Aujourd’hui comme hier, nous sommes heureux d’avoir pu fêter à la Bastille la victoire de toute la gauche au milieu de centaines de milliers de jeunes enthousiastes. Heureux de nous être débarrassés de ce Président des riches qui a tant divisé les français. Fiers de cette campagne, de ce premier mai, de ce débat télévisé au cours duquel le nouveau Président a gagné ses galons de chef d’Etat face à celui qui a préféré le cynisme aux valeurs pour tenter de conjurer une défaite annoncée. Soulagés de ne plus entendre un ministre de la Défense bâtir à coups de lapsus et de vraies fausses prises de position, la nouvelle alliance entre ce qui restera de l’UMP et le Front national… Oui, nous sommes contents d’avoir « dégagé » Sarkozy. Plus de Sarkozy et plus d’anti-sarkozysme, la voie est libre pour bâtir.

 

 

Mais ce n’est pas pour autant que nous donnons un chèque en blanc à François Hollande. D’ailleurs, il ne le demande pas ! Hier, à Tulle comme à la Bastille, il a appelé à continuer le rassemblement, à ne pas baisser les bras, à rester des citoyens mobilisés, vigilants face aux menaces qui nous entourent. Dans un tel contexte, nous ne pouvons que reconnaître son obstination, son intelligence, sa capacité de rassemblement de la gauche, des écologistes, des centristes humanistes, mais nous savons qu’il n’y aura pas d’état de grâce et que les difficultés commencent aujourd’hui. Pas de « grand soir », mais de la lucidité et la demande de changements concrets, de mesures qui rendent la vie un peu moins dure, un peu moins violente. Cette demande d’un réformisme tranquille est peut-être la chance du nouveau Président qui n’a pas beaucoup promis. S’il donne quelques signes, s’il tient l’essentiel de son programme, il apparaitra comme un nouveau Mendes–France et il fédèrera derrière lui les énergies.

 

 

Nous n’avons pas besoin d’un omni président, mais d’un arbitre, d’un garant de l’Etat de droit, d’un président qui rassemble, qui apaise, qui protège, d’un Président qui laisse au Parlement, à la société, aux «corps intermédiaires », le soin de recoudre le tissu social déchiré par les années de crise et par une droite qui a piétiné allègrement les valeurs de la République.

 

 

Cette campagne restera comme le révélateur de la crise politique et morale de la France. L’entre deux tours a été dur, à l’instar de la stratégie de la tension que Nicolas Sarkozy a tenté d’imposer. Il a tout essayé pour grappiller les voix du Front national, au point d’installer Le Pen et son rassemblement « Bleu marine » , en juge de paix de la recomposition politique. Résultat : le poison de l’extrême droite est là pour de nombreuses années, comme le prouvent les résultats de dimanche où l’écart s’est dangereusement resserré ; la coagulation entre les deux électorats de la droite dite républicaine et de l’extrême droite est en cours. Même si Sarkozy a tout perdu en misant sur cette alliance, il n’est pas impossible qu’en 2017 nous ayons à affronter un bloc néo-conservateur et national-populiste dont l’éventuelle arrivée au pouvoir fait frémir.

Consigne
Pouvez-vous recopier, dans le texte sur la victoire de la gauche, tout ce qui va de "Nous n’avons pas" jusqu'à "de la République.", en remplaçant "arbitre" par "médiateur" ?

Données fournies

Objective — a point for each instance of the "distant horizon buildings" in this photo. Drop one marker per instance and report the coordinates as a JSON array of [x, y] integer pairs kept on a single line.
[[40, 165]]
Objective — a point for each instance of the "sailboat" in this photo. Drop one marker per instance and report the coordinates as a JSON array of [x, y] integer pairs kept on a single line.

Réponse
Nous n’avons pas besoin d’un omni président, mais d’un médiateur, d’un garant de l’Etat de droit, d’un président qui rassemble, qui apaise, qui protège, d’un Président qui laisse au Parlement, à la société, aux «corps intermédiaires », le soin de recoudre le tissu social déchiré par les années de crise et par une droite qui a piétiné allègrement les valeurs de la République.